» **What you will do**: Copy out the material below verbatim, starting at its first line and ending at the line that contains "point(0, 21)", with both of those lines included. Leave any pictures out of your copy.
[Start of Records for this task]
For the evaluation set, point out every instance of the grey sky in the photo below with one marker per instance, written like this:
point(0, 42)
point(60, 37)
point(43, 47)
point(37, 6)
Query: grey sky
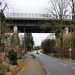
point(28, 6)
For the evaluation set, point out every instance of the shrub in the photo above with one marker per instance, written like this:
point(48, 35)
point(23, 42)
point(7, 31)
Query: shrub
point(12, 55)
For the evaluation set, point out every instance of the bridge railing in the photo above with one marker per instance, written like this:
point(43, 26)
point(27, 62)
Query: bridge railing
point(34, 16)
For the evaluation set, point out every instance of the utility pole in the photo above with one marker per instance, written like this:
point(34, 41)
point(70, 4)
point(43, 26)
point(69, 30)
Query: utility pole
point(24, 44)
point(0, 21)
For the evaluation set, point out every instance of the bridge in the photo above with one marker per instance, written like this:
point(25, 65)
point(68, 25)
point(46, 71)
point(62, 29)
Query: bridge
point(30, 21)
[End of Records for this task]
» **Solution for this problem**:
For the evaluation set, point out every instance of the grey sky in the photo below with one marker per instance, written like this:
point(0, 42)
point(60, 37)
point(43, 47)
point(37, 6)
Query: grey sky
point(28, 6)
For the evaluation set, point out every instance of the shrub in the photo above with one marker per instance, written like this:
point(48, 35)
point(23, 42)
point(7, 31)
Query: shrub
point(12, 55)
For the evaluation set, point out every instance of the bridge railing in the photo above with one marker per instance, written like this:
point(43, 26)
point(27, 62)
Query: bridge railing
point(34, 16)
For the evaluation set, point out every instance of the utility pole in the photo above with one marker per instance, written like this:
point(34, 41)
point(70, 4)
point(43, 26)
point(69, 30)
Query: utility pole
point(24, 44)
point(0, 21)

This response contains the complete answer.